++++ Text passage

I have an ISA and a dealing account, and also positech invests too. When I look at my snazzy spreadsheet it tells me that my annualized return (ie: calculate every day I have had with each penny in the account, get a total of day*pennies, then divide by 365 days, and look at the gain/loss) is…. *drumroll*

8.88%

Thats for my company account. My personal account does better at 9.88%. My other account is definitely lower, maybe even a loss, but it involved transfers of really old investments and I don’t have accurate data for it.

So is 8.88% pretty good? This is starting on 1st December 2014, so lets look at the relative performance of the FTSE and NASDAQ since then

FTSE: 0.451% (climbed from 6656 to 6710 over 656 days)

NASDAQ 6.1% (climbed from 4725 to 5244)

So whoohoo! I am the next warren buffet etc. Maybe…probably not. Firstly, thats far too short a time span. if we look at ten years the FTSE has grown 1.4% a year (still shit, but better than my short sample). At 20 years its actually less (0.76%). Clearly a simple FTSE tracker is fraught with issues, just check the chart:

ftse

So how am I beating it?

Well I’m picking a mix of funds, corporate bonds, individual shares and ETFs. My big winners (really big) so far are Tesla, Facebook & the robotics ETF (ROBG). These have done well. Also my funds, specifically Global Equity and Asian Income have done well. I also do ok with a Bangladesh pharma company (Beximo) , Intel, and national grid bonds. Obviously I have had disasters too. ITV was one, A Ukrainian iron mine was another, Devro (sausage casings) another, and I’m badly down on Go-Ahead group.

I probably check my shares once a day, trade maybe once a week to ten days. A rough breakdown of investment types within my shares:

allocation

 

So how does this compare with other potential investments? because I love spreading the risk, I have invested over the years in some other stuff. Publishing games, Peer-to-peer lending, renewable energy and simple flat-rate bank accounts and term-deposits. Here is my geeky analysis.

investment ROI Risk
Cash Deposits 0.25% Almost Zero
Fixed Term Deposits 2.0% Almost Zero
Share dealing 8.88% High
Renewable energy (20 year term) 7.70% Low
Peer-to-peer individuals 4.9% Medium
Peer-to-peer companies 6.7% Medium

Obviously there are other considerations. I can’t lock away my savings for 25 years, what if my games do badly and I need money next year? P2P and Renewable energy stuff locks me in long-term. the Fixed term deposits are shorter but not so good. Theoretically all my shares are immediately liquid, but maybe not at an ideal price. However, given an 8.88% return I’m prepared to accept that. Something that is immediately clear is that cash is for suckers. Business savings accounts are a complete joke.

++++++++

:: Your goal ::
From the text on investment returns, copy the part starting with "So whoohoo! I" and going on through "on Go-Ahead group.". These rows have no connection to the text about investment returns.

++++ Provided material

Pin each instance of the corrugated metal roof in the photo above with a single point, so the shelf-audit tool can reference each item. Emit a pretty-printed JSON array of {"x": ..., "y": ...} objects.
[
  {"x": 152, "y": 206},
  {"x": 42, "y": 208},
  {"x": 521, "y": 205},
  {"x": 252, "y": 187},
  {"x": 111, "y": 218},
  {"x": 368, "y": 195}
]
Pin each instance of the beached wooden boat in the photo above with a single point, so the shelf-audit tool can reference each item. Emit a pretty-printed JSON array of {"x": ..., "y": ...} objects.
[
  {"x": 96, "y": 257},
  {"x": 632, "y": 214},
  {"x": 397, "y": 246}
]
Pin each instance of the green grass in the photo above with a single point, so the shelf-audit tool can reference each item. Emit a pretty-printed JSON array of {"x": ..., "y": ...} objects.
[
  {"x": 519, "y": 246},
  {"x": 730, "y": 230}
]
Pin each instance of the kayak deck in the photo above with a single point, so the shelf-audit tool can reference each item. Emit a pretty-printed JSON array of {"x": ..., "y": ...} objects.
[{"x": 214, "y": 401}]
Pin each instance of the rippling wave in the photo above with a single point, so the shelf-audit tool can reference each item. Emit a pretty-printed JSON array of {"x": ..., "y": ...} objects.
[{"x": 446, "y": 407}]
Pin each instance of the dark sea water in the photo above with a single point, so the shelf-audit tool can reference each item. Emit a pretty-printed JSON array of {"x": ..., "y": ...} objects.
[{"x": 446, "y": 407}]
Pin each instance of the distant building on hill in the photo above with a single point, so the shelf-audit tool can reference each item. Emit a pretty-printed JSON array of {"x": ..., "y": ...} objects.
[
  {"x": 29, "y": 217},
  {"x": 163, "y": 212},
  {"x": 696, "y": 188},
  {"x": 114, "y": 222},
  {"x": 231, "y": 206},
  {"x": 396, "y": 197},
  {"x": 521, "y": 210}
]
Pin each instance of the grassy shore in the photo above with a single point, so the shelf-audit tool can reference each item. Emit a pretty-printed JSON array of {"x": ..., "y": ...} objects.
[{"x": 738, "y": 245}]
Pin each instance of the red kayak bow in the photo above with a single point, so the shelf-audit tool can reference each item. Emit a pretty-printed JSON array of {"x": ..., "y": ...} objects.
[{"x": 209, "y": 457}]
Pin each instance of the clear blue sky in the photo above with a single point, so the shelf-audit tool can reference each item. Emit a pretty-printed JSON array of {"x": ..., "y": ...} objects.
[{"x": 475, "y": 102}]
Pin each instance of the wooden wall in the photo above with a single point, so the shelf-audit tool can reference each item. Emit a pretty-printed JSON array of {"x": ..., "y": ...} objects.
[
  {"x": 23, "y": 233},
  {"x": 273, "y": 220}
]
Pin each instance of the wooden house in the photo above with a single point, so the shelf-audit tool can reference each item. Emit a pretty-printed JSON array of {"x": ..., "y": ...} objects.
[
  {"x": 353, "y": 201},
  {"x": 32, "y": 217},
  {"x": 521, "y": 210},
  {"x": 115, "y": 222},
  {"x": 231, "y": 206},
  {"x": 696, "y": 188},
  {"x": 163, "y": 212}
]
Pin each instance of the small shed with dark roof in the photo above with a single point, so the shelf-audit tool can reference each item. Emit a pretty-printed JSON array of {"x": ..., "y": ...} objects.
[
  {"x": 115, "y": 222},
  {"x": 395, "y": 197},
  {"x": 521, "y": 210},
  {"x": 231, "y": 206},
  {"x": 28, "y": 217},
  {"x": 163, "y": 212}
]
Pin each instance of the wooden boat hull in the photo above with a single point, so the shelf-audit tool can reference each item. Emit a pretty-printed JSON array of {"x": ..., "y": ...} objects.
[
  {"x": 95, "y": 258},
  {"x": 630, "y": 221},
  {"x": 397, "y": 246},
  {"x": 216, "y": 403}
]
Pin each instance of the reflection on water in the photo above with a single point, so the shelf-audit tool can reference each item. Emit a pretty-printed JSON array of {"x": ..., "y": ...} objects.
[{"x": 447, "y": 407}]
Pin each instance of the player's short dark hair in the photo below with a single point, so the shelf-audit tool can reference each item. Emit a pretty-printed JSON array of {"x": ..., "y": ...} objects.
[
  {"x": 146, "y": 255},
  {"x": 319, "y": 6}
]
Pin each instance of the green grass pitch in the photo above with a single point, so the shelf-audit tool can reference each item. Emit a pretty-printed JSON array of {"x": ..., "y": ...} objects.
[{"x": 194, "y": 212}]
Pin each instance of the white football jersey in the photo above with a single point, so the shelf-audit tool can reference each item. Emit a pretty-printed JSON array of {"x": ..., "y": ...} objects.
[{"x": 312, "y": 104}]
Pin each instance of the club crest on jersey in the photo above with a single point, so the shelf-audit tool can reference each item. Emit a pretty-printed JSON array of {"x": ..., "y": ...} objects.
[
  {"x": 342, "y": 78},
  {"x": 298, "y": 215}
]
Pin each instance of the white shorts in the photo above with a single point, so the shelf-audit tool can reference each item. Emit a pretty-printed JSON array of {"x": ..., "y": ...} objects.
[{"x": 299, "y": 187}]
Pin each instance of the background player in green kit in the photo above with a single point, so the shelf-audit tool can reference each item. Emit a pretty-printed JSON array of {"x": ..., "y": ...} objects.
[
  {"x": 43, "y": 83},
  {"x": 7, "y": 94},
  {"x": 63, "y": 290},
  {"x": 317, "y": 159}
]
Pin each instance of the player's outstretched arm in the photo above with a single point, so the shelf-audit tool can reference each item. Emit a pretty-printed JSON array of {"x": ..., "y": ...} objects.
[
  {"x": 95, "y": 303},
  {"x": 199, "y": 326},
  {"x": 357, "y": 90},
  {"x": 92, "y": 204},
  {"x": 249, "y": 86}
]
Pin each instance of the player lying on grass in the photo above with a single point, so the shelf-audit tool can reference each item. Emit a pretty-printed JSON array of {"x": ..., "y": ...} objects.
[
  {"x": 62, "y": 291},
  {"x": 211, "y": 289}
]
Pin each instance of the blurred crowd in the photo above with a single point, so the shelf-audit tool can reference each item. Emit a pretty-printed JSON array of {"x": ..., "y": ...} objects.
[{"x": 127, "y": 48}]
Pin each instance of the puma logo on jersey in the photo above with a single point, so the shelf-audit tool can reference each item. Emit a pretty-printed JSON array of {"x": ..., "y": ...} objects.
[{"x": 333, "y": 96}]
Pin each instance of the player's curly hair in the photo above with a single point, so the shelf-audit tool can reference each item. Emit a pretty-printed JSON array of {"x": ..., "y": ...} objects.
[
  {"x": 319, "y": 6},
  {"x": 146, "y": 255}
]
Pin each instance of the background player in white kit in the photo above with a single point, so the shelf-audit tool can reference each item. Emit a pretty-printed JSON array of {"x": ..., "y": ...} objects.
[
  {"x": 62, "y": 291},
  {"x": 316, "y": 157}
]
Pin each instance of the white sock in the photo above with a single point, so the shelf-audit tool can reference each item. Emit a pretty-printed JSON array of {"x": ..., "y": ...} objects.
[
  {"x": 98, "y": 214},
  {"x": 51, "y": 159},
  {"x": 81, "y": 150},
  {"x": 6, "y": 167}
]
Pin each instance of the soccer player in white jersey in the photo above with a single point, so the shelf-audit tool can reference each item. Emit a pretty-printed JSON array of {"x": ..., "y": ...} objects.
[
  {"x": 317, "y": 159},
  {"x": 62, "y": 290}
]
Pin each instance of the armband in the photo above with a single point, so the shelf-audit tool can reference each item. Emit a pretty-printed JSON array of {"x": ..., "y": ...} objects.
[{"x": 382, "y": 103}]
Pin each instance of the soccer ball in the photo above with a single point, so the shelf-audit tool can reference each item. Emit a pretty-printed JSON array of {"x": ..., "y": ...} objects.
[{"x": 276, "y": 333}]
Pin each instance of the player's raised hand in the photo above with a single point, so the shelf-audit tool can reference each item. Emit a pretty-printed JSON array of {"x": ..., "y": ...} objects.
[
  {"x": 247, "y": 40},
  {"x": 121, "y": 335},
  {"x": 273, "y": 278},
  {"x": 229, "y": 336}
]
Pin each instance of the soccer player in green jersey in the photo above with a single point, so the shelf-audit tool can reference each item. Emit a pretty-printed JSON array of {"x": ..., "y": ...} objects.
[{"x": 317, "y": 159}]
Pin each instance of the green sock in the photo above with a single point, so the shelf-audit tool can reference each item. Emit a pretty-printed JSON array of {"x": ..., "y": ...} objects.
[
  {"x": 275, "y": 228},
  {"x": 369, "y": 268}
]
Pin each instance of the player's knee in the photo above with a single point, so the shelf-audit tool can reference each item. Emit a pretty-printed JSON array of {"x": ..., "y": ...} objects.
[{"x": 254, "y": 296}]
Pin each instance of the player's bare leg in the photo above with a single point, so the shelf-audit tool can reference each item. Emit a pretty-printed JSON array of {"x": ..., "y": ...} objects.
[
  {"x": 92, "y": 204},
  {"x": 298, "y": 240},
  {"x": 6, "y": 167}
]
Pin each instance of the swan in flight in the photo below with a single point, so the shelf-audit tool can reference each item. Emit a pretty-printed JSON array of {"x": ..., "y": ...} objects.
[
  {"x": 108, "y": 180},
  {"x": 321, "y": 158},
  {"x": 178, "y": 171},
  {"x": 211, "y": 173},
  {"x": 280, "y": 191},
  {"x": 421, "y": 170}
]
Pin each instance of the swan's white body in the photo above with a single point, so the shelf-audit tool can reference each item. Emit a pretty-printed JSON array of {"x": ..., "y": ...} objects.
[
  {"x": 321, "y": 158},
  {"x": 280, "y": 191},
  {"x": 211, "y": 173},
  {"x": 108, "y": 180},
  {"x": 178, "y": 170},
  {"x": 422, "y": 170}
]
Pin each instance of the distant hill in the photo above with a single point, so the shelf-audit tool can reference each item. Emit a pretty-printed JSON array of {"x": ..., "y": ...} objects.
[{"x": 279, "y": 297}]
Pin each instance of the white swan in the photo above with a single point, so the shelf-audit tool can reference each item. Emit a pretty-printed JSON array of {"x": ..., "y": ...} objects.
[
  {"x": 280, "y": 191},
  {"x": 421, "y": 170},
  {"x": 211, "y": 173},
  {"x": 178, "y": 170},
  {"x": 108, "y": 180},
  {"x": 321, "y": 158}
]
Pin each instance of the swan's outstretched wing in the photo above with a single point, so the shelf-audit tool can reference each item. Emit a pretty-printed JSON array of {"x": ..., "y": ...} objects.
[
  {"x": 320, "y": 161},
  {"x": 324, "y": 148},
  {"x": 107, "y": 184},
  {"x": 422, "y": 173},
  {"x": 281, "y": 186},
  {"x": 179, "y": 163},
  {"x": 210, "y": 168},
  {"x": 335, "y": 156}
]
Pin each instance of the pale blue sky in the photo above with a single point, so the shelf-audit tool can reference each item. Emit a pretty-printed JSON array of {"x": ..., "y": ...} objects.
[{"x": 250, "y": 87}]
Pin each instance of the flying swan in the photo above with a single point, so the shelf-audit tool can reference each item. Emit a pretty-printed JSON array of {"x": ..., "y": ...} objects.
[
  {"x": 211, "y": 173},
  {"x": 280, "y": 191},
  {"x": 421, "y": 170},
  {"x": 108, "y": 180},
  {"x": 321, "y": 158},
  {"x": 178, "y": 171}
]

++++++++

:: Answer box ::
So whoohoo! I am the next warren buffet etc. Maybe…probably not. Firstly, thats far too short a time span. if we look at ten years the FTSE has grown 1.4% a year (still shit, but better than my short sample). At 20 years its actually less (0.76%). Clearly a simple FTSE tracker is fraught with issues, just check the chart:

ftse

So how am I beating it?

Well I’m picking a mix of funds, corporate bonds, individual shares and ETFs. My big winners (really big) so far are Tesla, Facebook & the robotics ETF (ROBG). These have done well. Also my funds, specifically Global Equity and Asian Income have done well. I also do ok with a Bangladesh pharma company (Beximo) , Intel, and national grid bonds. Obviously I have had disasters too. ITV was one, A Ukrainian iron mine was another, Devro (sausage casings) another, and I’m badly down on Go-Ahead group.